But I decided to run the gauntlet and go as cheap as I possibly could from a kit point of view. I picked up a tin of coopers real ale on special for $9.50 and a cheap 1kg white sugar for $1. I stuck to the kit yeast, no additional adjuncts, planning to prime with white sugar.

All 3 of these brews should be of "acceptable" conditioning quality around about the same time so it ought to be interesting at taste time (although, the more expensive brews are stout and red ale vs a cheap ass ale)


----------



## Forever Wort (24/9/13)

I am very curious how that cheap kit turns out. $10.50 is about as good as it gets.


----------



## spog (24/9/13)

wbosher said:


> Over here we have a beer called Tui, on the label it calls itself an "East India Pale Ale"...carbonated cats piss. About as bitter as a woman receiving the Cullinan diamond on Valentine's day. I wonder if the Black Rock kit tries to emulate that delightful drop?


You have Tui,we have Tooheys,spelt differently,pronounced the same,and yep tastes the same. ...cheers...spog...


----------



## damoninja (25/9/13)

Forever Wort said:


> I am very curious how that cheap kit turns out. $10.50 is about as good as it gets.


At first I was a little skeptical, the kit smelled almost a little sour (it definitely wasn't off though) possibly the contents were affected by the tin?

As I'm assuming this is a coopers sparkling ale type kit due to the red lable (purely speculation) I used the spreadsheet to calculate an OG of 1.049 and estimated FG of 1.007 to get alc content to 5.8%. 

I tested it last night and read 1.020, naturally it still tastes a little sweet but the strange sourness is now minimal and I think it will be gone when the fermentables are all eaten up. 

I think it's gonna taste alright!


----------



## hughesyp (25/9/13)

I have brewed plenty of these and they have become my "signature" beer, and the best according to my mates who have a tendency to drop in for a freshie out of the keg:

1 x Homebrand Draught can - (Yes thats right I said Homebrand. At about $8.30 a can you aint gunna get much cheaper)
1 x BE2 - You can use a BE1 if you really want to keep the cost down but come on people!
12 - 16G Galaxy hops - Steeped for abount 10 mins prior to cooling the wort
Add some Dex if you want it stronger!.

**CHALLENGE A**
How would you put this sentence from the homebrew forum thread into Spanish: "I picked up a tin of coopers real ale on special for $9.50 and a cheap 1kg white sugar for $1."
The listing below has no connection to the homebrew forum thread.

**GIVEN RECORDS**
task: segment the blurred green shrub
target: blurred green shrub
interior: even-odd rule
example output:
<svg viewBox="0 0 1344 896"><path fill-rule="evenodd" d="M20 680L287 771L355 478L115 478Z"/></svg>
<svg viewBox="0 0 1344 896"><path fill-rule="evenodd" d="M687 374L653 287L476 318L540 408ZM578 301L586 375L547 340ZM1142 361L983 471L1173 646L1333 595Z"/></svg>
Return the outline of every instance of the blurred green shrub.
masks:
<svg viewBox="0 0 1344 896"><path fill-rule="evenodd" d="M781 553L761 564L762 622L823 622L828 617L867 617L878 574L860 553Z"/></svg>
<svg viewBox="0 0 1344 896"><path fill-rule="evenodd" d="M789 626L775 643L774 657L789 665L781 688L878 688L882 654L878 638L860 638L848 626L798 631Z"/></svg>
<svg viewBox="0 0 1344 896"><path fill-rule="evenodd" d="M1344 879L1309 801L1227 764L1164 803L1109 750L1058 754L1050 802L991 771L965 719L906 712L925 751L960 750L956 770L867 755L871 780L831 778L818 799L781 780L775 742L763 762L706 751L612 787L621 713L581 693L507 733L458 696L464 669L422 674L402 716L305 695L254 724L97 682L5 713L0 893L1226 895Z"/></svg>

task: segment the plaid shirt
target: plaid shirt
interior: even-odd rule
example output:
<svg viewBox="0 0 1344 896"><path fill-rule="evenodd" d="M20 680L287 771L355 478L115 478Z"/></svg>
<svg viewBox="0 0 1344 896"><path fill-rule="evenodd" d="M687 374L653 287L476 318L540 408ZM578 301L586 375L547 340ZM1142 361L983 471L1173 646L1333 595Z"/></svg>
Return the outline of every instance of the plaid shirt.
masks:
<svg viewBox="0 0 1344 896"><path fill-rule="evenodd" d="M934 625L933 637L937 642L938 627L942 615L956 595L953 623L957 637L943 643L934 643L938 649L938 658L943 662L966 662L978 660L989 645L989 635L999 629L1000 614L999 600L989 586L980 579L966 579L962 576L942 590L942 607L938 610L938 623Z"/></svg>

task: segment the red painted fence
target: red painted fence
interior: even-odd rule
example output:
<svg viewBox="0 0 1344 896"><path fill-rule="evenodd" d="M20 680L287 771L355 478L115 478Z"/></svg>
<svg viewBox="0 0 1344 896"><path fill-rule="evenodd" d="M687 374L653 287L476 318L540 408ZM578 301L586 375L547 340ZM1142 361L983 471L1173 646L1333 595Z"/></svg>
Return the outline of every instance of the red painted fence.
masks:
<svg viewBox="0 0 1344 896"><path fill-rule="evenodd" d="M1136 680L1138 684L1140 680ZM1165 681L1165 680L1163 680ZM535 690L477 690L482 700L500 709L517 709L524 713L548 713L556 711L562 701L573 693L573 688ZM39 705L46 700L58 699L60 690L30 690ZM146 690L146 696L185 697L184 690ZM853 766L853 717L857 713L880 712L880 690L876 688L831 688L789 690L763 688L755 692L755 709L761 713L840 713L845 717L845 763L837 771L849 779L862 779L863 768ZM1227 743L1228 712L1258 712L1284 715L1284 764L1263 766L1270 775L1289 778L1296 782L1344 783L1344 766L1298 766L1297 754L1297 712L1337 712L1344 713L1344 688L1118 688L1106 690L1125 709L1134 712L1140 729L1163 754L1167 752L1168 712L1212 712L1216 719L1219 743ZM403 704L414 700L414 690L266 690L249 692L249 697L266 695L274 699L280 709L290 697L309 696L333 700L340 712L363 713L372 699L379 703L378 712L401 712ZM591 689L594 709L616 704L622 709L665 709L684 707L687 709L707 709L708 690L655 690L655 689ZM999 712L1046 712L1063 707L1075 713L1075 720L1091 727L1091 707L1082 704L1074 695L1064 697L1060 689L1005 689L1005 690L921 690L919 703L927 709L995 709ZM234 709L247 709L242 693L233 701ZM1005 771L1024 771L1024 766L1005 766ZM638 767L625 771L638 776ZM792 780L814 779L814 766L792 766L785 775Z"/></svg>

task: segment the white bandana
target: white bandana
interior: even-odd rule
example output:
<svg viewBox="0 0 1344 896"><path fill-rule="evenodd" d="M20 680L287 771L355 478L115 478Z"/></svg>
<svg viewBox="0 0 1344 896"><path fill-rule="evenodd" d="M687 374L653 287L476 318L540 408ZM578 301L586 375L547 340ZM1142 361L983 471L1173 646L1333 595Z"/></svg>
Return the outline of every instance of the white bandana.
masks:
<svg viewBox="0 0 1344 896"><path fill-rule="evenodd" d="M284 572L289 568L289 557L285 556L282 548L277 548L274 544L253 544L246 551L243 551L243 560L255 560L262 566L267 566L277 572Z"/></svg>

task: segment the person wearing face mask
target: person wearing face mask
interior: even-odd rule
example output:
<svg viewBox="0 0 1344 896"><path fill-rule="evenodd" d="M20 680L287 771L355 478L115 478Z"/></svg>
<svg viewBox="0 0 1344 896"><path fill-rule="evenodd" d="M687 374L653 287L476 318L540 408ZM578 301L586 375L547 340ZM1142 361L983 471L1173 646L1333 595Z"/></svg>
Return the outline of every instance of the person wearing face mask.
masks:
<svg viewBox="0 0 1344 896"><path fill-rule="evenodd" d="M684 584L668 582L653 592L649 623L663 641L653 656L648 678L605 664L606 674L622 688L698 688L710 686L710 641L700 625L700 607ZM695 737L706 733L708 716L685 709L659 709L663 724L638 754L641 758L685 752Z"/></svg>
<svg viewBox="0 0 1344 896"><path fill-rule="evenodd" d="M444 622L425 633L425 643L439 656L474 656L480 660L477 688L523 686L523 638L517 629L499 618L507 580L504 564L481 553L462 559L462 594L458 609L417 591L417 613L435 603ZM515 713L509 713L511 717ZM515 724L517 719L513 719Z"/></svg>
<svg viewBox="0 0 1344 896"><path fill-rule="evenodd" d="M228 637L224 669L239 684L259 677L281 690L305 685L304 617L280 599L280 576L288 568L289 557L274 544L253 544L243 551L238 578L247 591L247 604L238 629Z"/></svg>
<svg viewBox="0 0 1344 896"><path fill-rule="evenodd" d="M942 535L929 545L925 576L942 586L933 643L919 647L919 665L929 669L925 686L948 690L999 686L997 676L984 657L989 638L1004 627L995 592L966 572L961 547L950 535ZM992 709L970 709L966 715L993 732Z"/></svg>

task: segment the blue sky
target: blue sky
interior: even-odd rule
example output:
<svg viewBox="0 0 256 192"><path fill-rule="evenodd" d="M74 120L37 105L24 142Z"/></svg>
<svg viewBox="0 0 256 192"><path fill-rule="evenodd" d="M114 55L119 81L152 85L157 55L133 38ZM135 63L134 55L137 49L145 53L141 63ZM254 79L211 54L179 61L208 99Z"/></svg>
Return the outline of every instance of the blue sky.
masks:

**CHALLENGE B**
Can you transcribe the lines of the listing starting at the line that contains "task: segment the plaid shirt" and ending at the line that contains "625L933 637L937 642L938", with both of those lines included?

**WRITTEN RESPONSE A**
Compré una lata de Coopers Real Ale en oferta por 9,50 dólares y un kilo de azúcar blanca barata por 1 dólar.

**WRITTEN RESPONSE B**
task: segment the plaid shirt
target: plaid shirt
interior: even-odd rule
example output:
<svg viewBox="0 0 1344 896"><path fill-rule="evenodd" d="M20 680L287 771L355 478L115 478Z"/></svg>
<svg viewBox="0 0 1344 896"><path fill-rule="evenodd" d="M687 374L653 287L476 318L540 408ZM578 301L586 375L547 340ZM1142 361L983 471L1173 646L1333 595Z"/></svg>
Return the outline of every instance of the plaid shirt.
masks:
<svg viewBox="0 0 1344 896"><path fill-rule="evenodd" d="M934 625L933 637L937 642L938 627L942 615L956 595L953 623L957 637L943 643L934 643L938 649L938 658L943 662L966 662L978 660L989 645L989 635L999 629L1000 614L999 600L989 586L980 579L966 579L962 576L942 590L942 607L938 610L938 623Z"/></svg>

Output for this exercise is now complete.